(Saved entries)
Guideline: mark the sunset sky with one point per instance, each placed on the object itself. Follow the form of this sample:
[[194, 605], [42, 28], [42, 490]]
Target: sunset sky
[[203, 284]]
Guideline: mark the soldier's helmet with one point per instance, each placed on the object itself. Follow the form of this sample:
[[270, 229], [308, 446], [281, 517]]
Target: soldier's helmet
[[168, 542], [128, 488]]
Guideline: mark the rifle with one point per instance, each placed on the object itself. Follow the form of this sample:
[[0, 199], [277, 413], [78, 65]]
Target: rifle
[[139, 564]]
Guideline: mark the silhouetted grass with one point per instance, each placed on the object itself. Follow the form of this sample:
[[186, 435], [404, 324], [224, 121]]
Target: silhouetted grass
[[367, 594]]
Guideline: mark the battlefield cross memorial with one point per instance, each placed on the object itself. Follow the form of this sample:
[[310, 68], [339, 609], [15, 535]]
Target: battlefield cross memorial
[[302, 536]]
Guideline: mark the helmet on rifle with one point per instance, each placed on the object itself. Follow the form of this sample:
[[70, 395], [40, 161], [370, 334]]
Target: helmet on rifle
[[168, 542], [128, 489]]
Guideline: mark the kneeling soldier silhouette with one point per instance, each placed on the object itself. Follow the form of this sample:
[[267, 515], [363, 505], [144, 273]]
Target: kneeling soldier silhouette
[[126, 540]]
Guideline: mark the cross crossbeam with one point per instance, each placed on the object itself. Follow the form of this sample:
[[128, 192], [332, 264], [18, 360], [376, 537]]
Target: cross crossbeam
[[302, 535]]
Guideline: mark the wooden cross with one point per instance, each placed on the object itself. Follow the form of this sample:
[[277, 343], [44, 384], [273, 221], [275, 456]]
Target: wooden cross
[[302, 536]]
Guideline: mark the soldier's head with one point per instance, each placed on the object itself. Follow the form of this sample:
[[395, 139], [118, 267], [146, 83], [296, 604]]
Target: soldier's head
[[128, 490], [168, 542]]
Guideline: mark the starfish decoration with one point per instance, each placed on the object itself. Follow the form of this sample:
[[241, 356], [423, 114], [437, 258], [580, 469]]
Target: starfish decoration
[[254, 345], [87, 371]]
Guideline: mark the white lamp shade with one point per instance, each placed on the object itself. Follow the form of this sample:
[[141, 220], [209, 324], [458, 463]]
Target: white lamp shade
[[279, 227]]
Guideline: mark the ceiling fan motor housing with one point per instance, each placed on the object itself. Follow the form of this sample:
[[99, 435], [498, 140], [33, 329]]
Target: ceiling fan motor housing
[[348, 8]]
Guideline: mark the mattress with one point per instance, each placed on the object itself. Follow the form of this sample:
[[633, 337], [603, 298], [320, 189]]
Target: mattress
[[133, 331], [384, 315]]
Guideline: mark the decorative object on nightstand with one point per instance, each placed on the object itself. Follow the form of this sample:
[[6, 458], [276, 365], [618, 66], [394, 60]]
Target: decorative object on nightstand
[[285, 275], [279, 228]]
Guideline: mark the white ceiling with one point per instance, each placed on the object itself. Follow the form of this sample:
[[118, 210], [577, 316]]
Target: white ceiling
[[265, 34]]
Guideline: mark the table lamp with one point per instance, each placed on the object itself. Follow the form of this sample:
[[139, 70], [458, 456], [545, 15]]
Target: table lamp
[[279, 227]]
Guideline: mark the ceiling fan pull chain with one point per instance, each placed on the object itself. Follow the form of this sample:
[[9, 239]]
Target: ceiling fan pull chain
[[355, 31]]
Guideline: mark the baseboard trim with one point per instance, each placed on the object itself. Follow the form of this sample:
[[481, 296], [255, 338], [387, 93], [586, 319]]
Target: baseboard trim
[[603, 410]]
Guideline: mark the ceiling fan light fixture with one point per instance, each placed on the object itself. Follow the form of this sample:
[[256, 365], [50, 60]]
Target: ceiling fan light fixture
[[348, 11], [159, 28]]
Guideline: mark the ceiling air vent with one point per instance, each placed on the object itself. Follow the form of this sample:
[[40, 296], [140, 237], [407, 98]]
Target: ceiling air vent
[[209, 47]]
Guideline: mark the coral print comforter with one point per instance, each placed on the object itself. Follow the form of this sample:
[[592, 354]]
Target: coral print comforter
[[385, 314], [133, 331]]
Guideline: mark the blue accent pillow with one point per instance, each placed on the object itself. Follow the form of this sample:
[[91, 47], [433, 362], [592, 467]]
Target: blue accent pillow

Required work: Begin with the line above that has "Target: helmet on rifle" and continue through the line that has "[[633, 337], [603, 298], [320, 189]]", setting each one down exactly. Stop there.

Written solution:
Target: helmet on rifle
[[168, 542], [128, 489]]
Guideline: mark the kneeling soldier silhouette with one point per instance, each placed on the object itself. Follow the form of this sample:
[[267, 515], [363, 505], [144, 273]]
Target: kneeling soldier silhouette
[[126, 540]]
Guideline: mark the cross crossbeam with one point per instance, each placed on the object itself. Follow the form of this sample:
[[128, 192], [332, 264], [18, 360], [376, 537]]
Target: cross crossbeam
[[302, 535]]
Guideline: mark the wooden cross with one point per instance, each placed on the object itself. Follow the form of this sample:
[[277, 343], [44, 384], [273, 221], [275, 456]]
Target: wooden cross
[[302, 536]]
Guideline: mark the soldier's head with one point per instance, each placed on the object itself. Follow the form of this sample:
[[395, 139], [118, 267], [146, 83], [296, 604]]
Target: soldier's head
[[128, 490], [168, 542]]
Guideline: mark the starfish decoration with one point per instance, each placed on the object itself. Follow the form of this sample:
[[241, 356], [423, 114], [437, 258], [580, 469]]
Target: starfish decoration
[[254, 345], [87, 371]]
Guideline: mark the white lamp shade with one point per instance, each placed on the object itself. Follow the form of this sample:
[[141, 220], [209, 324], [458, 463]]
Target: white lamp shade
[[279, 227]]
Guideline: mark the ceiling fan motor housing with one point per instance, each placed on the object itself. Follow the form of this sample:
[[99, 435], [498, 140], [33, 329]]
Target: ceiling fan motor housing
[[348, 8]]
Guideline: mark the mattress with one point per instance, each placed on the object itself. Follow the form of this sample:
[[633, 337], [603, 298], [320, 189]]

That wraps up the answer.